** start Records provided **
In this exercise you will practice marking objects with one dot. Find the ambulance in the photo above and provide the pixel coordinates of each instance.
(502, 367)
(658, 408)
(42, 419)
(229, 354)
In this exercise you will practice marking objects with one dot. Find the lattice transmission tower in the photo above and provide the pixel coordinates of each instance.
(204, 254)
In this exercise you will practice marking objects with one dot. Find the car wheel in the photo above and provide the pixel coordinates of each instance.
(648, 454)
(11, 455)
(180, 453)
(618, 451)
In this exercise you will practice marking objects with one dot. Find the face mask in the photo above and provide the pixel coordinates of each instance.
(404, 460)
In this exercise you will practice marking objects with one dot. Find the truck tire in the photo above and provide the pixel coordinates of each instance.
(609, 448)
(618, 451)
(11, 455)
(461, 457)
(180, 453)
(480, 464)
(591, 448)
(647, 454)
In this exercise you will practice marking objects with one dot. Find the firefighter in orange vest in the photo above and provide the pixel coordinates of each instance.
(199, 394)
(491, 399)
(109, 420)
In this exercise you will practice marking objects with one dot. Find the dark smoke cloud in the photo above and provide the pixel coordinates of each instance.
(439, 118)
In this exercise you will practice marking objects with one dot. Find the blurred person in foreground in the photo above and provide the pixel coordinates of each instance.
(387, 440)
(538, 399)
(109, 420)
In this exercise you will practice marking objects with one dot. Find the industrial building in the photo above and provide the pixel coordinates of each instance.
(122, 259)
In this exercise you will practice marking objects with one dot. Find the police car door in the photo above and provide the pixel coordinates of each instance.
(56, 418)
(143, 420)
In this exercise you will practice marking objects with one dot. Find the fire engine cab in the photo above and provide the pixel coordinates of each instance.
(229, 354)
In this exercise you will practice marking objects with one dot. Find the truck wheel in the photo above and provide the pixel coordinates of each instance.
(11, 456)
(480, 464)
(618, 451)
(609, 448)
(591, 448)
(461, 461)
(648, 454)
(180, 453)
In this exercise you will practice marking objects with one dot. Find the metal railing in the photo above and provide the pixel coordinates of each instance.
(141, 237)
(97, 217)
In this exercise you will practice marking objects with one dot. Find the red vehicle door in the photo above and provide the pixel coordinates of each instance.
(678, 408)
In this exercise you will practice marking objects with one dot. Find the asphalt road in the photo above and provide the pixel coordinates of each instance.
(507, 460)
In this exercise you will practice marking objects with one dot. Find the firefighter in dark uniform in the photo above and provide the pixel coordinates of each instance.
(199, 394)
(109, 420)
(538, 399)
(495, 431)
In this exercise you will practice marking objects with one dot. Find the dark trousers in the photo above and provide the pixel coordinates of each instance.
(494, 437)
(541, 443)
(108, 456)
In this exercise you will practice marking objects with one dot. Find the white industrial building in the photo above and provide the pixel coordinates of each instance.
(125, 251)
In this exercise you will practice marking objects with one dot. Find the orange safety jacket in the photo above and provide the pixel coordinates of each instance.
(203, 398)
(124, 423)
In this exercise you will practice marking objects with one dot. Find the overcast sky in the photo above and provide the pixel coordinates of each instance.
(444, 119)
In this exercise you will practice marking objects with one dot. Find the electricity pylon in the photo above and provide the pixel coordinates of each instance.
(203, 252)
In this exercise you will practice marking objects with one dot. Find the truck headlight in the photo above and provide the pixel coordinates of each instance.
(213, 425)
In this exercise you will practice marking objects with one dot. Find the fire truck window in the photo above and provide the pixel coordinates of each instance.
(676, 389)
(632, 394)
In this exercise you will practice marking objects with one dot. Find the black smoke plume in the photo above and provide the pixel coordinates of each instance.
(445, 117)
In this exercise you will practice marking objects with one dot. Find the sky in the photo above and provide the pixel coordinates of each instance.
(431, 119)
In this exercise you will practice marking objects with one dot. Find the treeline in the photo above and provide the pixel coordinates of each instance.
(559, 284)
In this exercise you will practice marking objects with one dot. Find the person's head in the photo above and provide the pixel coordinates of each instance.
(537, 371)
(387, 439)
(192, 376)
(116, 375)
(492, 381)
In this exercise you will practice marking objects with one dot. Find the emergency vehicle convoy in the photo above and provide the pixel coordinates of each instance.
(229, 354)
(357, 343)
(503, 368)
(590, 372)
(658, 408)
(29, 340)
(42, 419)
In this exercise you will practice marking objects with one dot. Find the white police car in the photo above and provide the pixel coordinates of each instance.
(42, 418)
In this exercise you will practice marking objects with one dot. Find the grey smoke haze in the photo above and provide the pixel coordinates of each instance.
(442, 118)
** end Records provided **
** start Records provided **
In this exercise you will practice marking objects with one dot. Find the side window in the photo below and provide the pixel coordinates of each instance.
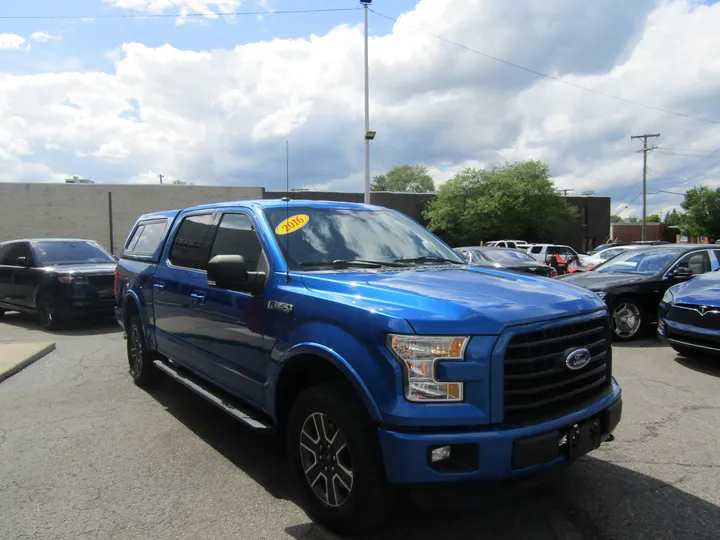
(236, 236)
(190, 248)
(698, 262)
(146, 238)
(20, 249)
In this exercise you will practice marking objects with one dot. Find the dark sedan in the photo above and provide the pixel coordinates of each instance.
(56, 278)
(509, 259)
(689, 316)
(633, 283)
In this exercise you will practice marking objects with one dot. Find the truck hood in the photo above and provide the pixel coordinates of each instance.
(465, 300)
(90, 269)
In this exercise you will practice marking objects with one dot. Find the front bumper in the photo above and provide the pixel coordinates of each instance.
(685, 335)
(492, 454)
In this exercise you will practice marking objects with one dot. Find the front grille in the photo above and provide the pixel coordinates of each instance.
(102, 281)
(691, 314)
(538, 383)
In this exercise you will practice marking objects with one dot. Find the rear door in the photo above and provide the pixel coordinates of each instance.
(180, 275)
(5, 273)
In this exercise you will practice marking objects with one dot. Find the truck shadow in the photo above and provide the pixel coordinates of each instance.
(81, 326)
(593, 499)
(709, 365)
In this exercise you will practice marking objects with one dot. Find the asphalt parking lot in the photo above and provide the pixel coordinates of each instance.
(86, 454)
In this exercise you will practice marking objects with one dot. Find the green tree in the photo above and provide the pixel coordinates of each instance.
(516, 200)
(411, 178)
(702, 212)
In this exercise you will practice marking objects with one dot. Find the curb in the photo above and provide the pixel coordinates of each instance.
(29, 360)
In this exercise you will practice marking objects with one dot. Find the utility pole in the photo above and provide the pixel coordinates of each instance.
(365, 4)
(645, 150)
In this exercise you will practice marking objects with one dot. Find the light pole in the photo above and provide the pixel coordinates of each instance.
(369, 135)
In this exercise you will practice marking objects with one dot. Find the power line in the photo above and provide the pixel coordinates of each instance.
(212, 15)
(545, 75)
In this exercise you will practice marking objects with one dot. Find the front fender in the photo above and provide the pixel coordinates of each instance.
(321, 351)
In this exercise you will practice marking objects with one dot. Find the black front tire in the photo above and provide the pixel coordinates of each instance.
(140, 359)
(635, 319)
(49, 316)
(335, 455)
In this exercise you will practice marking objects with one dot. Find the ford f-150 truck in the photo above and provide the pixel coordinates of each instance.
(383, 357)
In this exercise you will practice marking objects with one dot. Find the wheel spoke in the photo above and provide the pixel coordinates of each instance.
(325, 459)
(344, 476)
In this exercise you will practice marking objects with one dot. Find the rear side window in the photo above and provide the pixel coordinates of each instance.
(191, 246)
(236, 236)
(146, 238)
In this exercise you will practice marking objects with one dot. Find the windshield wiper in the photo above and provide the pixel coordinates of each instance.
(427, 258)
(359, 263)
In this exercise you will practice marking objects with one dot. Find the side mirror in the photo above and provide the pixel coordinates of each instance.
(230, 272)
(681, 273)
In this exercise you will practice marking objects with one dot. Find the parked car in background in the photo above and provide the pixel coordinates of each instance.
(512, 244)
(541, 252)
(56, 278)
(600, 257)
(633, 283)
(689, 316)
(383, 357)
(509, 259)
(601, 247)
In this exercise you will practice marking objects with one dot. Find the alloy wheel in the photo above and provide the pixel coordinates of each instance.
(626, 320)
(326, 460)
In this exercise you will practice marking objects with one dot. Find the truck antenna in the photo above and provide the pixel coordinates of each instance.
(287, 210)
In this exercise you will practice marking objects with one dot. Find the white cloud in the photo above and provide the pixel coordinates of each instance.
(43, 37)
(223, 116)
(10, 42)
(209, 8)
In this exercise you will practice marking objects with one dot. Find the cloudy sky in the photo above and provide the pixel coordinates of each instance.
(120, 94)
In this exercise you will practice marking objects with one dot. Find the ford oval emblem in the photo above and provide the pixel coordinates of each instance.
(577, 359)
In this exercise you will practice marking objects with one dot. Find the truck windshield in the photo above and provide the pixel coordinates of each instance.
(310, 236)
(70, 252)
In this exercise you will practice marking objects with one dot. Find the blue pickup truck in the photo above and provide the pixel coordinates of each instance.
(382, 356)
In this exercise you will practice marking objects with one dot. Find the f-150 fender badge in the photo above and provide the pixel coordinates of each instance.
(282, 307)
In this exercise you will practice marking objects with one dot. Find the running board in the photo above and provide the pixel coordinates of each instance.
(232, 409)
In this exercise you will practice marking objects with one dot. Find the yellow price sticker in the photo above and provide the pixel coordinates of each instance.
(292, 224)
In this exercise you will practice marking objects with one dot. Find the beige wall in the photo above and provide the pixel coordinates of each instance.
** end Records provided **
Locate every row above that contains the word "industrial", and copy each such row in full.

In this exercise you will practice marking objects with one dot. Find the industrial building in the photo above and provide the pixel coordinates of each instance.
In this exercise you will practice marking objects with one dot. Find the white industrial building in the photo above and provide the pixel coordinates of each instance.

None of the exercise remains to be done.